**STATED TASK:** Reproduce the material from its beginning through the line containing "M 73 110 L 72", inclusive, with "arched opening" replaced by "archway" and everything else left unchanged.

**EXCERPTED RECORDS:**
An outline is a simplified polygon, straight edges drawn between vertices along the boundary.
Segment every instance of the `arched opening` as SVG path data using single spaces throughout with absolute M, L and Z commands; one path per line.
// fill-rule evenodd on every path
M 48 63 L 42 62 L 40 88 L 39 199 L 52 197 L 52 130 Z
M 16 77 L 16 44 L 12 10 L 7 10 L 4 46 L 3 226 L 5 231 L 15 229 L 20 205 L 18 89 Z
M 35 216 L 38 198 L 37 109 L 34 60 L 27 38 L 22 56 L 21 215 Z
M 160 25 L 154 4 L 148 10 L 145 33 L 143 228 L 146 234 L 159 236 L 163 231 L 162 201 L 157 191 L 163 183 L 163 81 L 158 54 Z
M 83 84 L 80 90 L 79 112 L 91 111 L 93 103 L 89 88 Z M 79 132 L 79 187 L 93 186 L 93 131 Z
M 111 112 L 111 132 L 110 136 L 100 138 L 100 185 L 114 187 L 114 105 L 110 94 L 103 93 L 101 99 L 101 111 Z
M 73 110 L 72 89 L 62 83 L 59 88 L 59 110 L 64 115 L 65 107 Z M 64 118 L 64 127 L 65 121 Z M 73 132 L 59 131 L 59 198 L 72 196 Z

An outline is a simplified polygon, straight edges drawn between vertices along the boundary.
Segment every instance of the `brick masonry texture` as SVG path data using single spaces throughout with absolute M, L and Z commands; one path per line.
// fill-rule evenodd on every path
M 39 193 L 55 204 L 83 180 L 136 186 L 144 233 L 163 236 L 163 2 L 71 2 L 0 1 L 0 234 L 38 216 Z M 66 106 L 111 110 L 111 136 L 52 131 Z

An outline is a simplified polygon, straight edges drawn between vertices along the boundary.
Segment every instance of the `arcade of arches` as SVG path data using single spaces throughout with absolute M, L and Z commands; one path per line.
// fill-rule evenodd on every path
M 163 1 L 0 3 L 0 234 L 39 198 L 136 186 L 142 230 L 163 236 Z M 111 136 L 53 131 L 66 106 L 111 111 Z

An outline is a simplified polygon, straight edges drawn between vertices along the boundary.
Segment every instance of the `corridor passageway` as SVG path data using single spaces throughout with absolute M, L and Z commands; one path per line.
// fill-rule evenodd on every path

**ANSWER TO THE TASK:**
An outline is a simplified polygon, straight edges drawn between vertices along the boundary.
Segment every instance of the `archway` as SVG path data using single spaces throughout with absolute M, L and Z commands; one path per line.
// fill-rule evenodd on every path
M 48 63 L 42 62 L 40 88 L 39 199 L 52 197 L 52 130 Z
M 16 77 L 16 44 L 12 10 L 7 10 L 4 46 L 3 226 L 5 231 L 15 229 L 20 205 L 18 89 Z
M 35 216 L 38 198 L 37 109 L 34 60 L 27 38 L 22 56 L 21 215 Z
M 160 25 L 154 4 L 148 10 L 145 33 L 143 228 L 146 234 L 159 236 L 163 231 L 162 201 L 157 191 L 163 183 L 163 81 L 158 54 Z
M 83 84 L 80 90 L 79 112 L 91 111 L 93 103 L 89 88 Z M 79 132 L 79 187 L 93 186 L 93 131 Z
M 111 112 L 111 132 L 110 136 L 100 138 L 100 185 L 114 187 L 114 105 L 110 94 L 103 93 L 101 99 L 101 111 Z
M 73 110 L 72 89 L 62 83 L 59 88 L 59 110 L 64 115 L 65 107 Z M 64 118 L 64 127 L 65 121 Z M 73 132 L 59 131 L 59 198 L 72 196 Z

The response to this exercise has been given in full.